━━━━━ Auszug aus Quelle ━━━━━

Foto: AP/Niedringhaus
In all dem Jubel der begeisterten Zuschauer huschte oben in der königlichen Loge ein Lächeln über Björn Borgs Gesicht. Mit dem zweiten Matchball nach 3:45 Stunden hatte Roger Federer seinen großen Herausforderer Rafael Nadal mit 7:6 (9:7), 4:6, 7:6 (7:3), 2:6, 6:2 noch einmal beim bedeutendsten Tennisturnier der Welt bezwungen, seinen 55. Sieg en suite auf Rasen gefeiert, zum fünften Mal en suite in Wimbledon gewonnen. Und Borg, seinerzeit zwischen 1976 und 1980 nicht zu schlagen, wusste, dass er eines der besten und spannendsten Wimbledonfinali gesehen hatte.

Nadal (21) hatte den 25-jährigen Titelverteidiger am Rande einer Niederlage. Der Herausforderer benötigte drei Games, dann war er im Match. Federers frühes Break zum 2:0 konterte Nadal zum 3:2. Drei großartige Passierbälle gelangen dem Mallorquiner in diesem Spiel, und danach ahnten die 13.000 Zuschauer auf dem Centre Court bereits, dass sie einem zukünftigen Klassiker zusehen würden. Nadal hatte sich in den zwei Wochen Wimbledon perfekt an das Spiel auf dem schnellen Grün angepasst und ließ seiner selbstbewussten Ankündigung Taten folgen: "Ich habe mein Rasentennis deutlich verbessert, ich spiele viel besser als vor einem Jahr."

Mit seinen Powerschlägen von der Grundlinie, Vorhand wie Rückhand, antwortete Nadal auf Federers größere Finesse. Er passierte den Schweizer immer wieder und machte die Punkte von der Grundlinie. Federer profitierte von seinem starken Aufschlag und punktete am Netz. Die Spannung auf dem Platz war mit den Händen zu greifen. Federer entschied den ersten und den dritten Satz jeweils im Tiebreak für sich, Nadal schaffte im zweiten Satz ein entscheidendes Break, im vierten durchbrach er gleich zweimal das Service Federers. Er schien, obgleich durch eine leichte Knieverletzung gehandicapt, auf der Siegesstraße. "Nadal ist ein unglaublicher Wettkämpfer, sehr schwer zu bezwingen", sollte Federer später sagen, "und er spielt immer sehr konstant."

Vier ungenützte Breakbälle im Fünften

Doch just im fünften Set zeigte Nadal doch Nerven. Er ließ insgesamt vier Breakbälle ungenützt. Federer rettete sich auch mit starken Aufschlägen. Und gleich anschließend nahm der Schweizer mit einem Vorhand-Winner Nadal vorentscheidend den Aufschlag zum 4:2 ab, er ließ sich den Vorsprung nicht mehr nehmen, ging erst in die Knie, nachdem er den zweiten Matchball verwandelt hatte. Tränen des Glücks und Riesenfreude bei dem Weltranglisten-Langzeitführenden. Es zeigte auch, welchem Druck er sich auch selbst ausgesetzt hatte.

━━━━━ Das Material ━━━━━

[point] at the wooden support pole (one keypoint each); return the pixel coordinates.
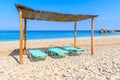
(21, 38)
(75, 34)
(25, 23)
(92, 36)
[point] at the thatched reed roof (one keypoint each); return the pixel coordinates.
(30, 13)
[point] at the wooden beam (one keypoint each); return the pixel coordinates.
(25, 23)
(92, 36)
(75, 34)
(21, 38)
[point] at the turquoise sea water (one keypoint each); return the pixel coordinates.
(14, 35)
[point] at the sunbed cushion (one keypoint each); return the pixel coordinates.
(73, 48)
(37, 53)
(57, 50)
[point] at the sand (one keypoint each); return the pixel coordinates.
(103, 65)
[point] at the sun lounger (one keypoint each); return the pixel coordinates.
(55, 50)
(73, 49)
(35, 54)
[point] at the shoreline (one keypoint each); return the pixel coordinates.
(62, 38)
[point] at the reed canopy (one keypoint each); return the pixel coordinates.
(29, 13)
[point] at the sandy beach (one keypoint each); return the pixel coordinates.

━━━━━

**Die Aufgaben**:
A – Prüfen Sie, ob die Aussagen (i), (ii) und (iii) mit dem Bericht über das Wimbledonfinale übereinstimmen. Antworten Sie jeweils mit Ja oder Nein und zitieren Sie die ausschlaggebenden Worte des Berichts wörtlich. (i) Federer gewann das Match mit seinem zweiten Matchball nach 3:45 Stunden. (ii) Nadal entschied den ersten Satz im Tiebreak für sich. (iii) Im fünften Satz ließ Nadal insgesamt vier Breakbälle ungenützt.
B – Schreiben Sie aus dem Bericht über das Wimbledonfinale den Abschnitt wortgetreu ab, der mit den Worten „Doch just im“ einsetzt und mit „selbst ausgesetzt hatte.“ schließt.

**Lösungen je Aufgabe**:
A –
(i) Ja: „Mit dem zweiten Matchball nach 3:45 Stunden hatte Roger Federer seinen großen Herausforderer Rafael Nadal“
(ii) Nein: „Federer entschied den ersten und den dritten Satz jeweils im Tiebreak für sich“
(iii) Ja: „Er ließ insgesamt vier Breakbälle ungenützt.“

B –
Doch just im fünften Set zeigte Nadal doch Nerven. Er ließ insgesamt vier Breakbälle ungenützt. Federer rettete sich auch mit starken Aufschlägen. Und gleich anschließend nahm der Schweizer mit einem Vorhand-Winner Nadal vorentscheidend den Aufschlag zum 4:2 ab, er ließ sich den Vorsprung nicht mehr nehmen, ging erst in die Knie, nachdem er den zweiten Matchball verwandelt hatte. Tränen des Glücks und Riesenfreude bei dem Weltranglisten-Langzeitführenden. Es zeigte auch, welchem Druck er sich auch selbst ausgesetzt hatte.